Problem description
Filter the lines below, keeping each one that contains the word "sleeve".

Given information
________

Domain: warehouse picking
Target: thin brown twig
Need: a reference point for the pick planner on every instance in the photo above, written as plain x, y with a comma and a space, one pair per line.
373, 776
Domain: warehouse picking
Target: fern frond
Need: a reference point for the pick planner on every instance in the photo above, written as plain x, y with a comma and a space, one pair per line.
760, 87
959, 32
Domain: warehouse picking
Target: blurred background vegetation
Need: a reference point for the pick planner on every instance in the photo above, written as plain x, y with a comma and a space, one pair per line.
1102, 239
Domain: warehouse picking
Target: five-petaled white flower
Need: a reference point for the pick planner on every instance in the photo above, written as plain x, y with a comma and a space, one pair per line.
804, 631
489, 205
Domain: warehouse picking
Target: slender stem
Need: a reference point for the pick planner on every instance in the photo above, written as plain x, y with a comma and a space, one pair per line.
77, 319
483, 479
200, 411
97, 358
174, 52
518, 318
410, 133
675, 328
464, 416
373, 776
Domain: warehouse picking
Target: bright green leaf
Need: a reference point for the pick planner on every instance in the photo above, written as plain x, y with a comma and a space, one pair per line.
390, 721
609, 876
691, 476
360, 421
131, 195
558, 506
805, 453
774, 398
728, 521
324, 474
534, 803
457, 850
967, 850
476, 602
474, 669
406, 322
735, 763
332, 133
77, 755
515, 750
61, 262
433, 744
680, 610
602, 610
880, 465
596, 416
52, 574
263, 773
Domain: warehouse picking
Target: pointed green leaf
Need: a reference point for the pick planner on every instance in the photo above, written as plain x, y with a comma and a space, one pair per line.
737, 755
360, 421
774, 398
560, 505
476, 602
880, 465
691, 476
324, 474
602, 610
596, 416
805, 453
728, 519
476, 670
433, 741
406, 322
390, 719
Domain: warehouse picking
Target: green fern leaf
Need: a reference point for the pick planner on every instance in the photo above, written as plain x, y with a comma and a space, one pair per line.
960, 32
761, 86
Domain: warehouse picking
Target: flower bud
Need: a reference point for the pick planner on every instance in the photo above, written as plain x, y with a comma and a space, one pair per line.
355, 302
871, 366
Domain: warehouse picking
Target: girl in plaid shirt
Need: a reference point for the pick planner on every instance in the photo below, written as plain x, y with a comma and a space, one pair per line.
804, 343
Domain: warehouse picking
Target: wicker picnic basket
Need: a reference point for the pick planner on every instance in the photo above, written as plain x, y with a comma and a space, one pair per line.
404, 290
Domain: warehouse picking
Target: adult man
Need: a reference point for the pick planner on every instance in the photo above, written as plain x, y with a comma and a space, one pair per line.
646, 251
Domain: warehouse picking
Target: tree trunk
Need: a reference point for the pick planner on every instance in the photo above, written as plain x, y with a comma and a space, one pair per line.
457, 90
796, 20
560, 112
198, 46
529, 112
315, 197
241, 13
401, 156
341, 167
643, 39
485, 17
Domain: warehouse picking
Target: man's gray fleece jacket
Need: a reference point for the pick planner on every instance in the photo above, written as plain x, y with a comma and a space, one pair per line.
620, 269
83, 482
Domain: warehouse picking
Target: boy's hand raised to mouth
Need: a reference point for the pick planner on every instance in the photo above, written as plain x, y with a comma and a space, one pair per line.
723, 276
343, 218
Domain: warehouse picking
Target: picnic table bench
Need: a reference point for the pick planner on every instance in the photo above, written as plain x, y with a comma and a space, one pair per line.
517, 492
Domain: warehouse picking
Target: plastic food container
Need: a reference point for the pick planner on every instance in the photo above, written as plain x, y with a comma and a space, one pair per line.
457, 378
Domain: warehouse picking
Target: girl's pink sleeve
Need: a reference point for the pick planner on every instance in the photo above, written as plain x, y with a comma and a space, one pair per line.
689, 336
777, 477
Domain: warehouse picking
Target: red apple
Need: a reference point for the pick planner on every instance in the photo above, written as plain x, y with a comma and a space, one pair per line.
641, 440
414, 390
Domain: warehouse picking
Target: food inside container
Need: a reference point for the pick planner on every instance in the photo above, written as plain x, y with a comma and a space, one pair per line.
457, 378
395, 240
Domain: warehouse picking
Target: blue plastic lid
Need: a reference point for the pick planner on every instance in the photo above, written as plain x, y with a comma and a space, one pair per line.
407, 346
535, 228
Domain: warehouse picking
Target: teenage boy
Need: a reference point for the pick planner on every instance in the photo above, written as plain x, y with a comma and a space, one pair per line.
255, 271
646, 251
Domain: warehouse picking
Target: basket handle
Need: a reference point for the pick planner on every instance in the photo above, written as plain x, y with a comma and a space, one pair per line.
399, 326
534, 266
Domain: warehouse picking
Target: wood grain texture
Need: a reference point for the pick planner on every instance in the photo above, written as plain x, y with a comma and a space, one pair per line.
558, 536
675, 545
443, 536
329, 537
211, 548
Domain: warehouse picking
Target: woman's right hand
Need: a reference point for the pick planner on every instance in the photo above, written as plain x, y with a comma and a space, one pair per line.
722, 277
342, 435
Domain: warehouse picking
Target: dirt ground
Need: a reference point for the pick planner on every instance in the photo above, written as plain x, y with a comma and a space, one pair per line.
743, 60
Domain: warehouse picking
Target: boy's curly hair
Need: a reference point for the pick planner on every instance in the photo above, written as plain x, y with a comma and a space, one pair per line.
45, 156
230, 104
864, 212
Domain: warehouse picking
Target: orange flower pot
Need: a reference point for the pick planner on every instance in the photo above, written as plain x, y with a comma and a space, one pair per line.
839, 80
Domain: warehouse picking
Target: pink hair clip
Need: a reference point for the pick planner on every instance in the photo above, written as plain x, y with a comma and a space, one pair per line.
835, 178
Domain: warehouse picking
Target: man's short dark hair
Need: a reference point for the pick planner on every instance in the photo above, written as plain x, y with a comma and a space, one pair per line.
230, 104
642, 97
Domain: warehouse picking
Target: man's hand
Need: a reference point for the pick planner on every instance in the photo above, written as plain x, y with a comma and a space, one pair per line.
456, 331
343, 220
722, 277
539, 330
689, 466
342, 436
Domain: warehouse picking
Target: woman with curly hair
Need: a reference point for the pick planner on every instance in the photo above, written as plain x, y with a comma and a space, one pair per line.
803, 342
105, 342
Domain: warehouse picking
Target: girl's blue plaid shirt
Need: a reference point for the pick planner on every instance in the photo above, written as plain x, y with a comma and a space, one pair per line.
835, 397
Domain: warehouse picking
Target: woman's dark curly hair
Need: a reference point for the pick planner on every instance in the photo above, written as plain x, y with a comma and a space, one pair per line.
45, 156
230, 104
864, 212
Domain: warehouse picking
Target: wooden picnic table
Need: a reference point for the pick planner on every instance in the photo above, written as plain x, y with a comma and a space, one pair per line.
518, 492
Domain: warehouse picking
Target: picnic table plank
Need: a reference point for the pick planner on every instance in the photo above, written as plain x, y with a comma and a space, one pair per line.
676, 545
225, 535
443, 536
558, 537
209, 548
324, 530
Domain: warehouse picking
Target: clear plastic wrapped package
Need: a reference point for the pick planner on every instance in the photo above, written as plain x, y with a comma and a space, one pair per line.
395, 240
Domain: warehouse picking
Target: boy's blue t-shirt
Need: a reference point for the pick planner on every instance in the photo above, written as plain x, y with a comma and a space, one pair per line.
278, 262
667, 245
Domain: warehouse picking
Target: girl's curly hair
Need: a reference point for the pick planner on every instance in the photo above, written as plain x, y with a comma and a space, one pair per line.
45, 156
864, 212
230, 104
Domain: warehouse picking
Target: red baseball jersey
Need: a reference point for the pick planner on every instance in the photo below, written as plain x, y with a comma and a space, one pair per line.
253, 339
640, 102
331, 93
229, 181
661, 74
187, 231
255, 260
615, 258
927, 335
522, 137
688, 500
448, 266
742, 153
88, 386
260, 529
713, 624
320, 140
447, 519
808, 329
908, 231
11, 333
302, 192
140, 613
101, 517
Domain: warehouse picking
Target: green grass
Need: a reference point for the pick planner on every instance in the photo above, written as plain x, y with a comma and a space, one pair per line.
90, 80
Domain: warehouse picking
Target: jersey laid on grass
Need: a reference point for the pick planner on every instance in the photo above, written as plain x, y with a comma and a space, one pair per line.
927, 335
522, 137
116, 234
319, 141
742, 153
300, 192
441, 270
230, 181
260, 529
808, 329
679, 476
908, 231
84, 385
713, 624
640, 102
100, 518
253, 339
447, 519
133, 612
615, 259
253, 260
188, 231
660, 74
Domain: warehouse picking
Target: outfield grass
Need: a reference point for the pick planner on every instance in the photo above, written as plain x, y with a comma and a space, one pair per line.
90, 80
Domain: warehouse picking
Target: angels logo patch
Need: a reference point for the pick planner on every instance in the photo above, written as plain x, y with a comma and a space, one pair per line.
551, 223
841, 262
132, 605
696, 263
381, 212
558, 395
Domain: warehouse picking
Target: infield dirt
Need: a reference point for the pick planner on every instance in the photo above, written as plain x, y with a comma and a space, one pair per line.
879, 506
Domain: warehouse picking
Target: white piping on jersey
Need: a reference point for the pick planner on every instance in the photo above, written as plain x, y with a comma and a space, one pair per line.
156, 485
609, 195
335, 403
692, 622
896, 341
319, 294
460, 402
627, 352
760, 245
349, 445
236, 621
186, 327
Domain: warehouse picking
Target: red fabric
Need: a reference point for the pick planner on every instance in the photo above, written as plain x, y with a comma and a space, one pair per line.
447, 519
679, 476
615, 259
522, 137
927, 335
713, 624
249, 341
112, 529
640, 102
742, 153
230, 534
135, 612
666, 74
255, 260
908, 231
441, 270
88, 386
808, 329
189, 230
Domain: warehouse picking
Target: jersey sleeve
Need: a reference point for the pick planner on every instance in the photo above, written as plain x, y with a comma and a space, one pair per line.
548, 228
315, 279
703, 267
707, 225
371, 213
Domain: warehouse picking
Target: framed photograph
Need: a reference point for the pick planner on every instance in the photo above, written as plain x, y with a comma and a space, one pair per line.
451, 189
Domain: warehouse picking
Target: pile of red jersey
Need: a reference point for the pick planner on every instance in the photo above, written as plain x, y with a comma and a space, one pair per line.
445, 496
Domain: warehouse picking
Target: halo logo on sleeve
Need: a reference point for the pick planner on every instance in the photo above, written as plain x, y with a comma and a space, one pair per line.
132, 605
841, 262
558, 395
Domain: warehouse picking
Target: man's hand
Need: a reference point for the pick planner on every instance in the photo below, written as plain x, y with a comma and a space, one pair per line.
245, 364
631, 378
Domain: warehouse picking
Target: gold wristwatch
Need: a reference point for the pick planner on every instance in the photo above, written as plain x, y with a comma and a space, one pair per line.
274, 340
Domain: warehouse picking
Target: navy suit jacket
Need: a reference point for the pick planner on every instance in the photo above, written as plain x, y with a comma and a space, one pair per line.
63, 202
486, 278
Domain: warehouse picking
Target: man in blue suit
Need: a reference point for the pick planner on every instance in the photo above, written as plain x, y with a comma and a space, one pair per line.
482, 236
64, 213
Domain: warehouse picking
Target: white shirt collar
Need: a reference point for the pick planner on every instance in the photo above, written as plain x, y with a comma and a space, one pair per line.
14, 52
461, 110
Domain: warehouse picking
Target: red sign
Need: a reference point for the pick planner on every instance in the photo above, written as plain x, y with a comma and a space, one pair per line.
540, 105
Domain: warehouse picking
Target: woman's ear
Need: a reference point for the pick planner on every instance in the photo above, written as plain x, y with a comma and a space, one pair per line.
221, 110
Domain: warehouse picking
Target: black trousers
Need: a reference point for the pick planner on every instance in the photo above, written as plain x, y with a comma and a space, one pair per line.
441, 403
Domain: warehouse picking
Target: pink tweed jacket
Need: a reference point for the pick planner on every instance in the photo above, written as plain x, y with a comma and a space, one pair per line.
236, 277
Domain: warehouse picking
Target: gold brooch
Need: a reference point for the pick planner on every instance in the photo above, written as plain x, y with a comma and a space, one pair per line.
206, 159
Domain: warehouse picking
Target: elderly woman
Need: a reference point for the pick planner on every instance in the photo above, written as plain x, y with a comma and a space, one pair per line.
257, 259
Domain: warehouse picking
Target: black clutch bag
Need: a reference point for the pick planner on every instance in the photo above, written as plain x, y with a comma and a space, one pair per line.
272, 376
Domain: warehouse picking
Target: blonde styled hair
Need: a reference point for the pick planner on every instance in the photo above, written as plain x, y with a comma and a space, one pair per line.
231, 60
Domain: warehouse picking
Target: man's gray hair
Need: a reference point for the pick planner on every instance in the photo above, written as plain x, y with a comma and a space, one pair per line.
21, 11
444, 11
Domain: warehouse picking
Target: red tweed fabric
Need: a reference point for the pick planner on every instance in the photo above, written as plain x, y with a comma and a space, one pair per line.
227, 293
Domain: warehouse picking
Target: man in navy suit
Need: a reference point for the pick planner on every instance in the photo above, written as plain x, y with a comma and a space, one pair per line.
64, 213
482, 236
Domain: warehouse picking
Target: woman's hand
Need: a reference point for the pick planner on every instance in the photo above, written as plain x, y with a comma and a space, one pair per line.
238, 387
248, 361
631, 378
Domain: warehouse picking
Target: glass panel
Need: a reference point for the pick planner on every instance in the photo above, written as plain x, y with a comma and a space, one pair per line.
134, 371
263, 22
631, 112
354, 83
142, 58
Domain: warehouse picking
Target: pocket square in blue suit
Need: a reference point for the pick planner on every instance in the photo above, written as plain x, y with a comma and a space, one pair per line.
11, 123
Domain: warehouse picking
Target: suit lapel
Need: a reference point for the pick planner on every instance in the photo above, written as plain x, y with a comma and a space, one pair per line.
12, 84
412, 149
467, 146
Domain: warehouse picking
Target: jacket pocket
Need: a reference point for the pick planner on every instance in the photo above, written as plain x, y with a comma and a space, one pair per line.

________

Response to the exercise
Target: girl's pink sleeve
Target: jersey sleeve
Target: halo logo on sleeve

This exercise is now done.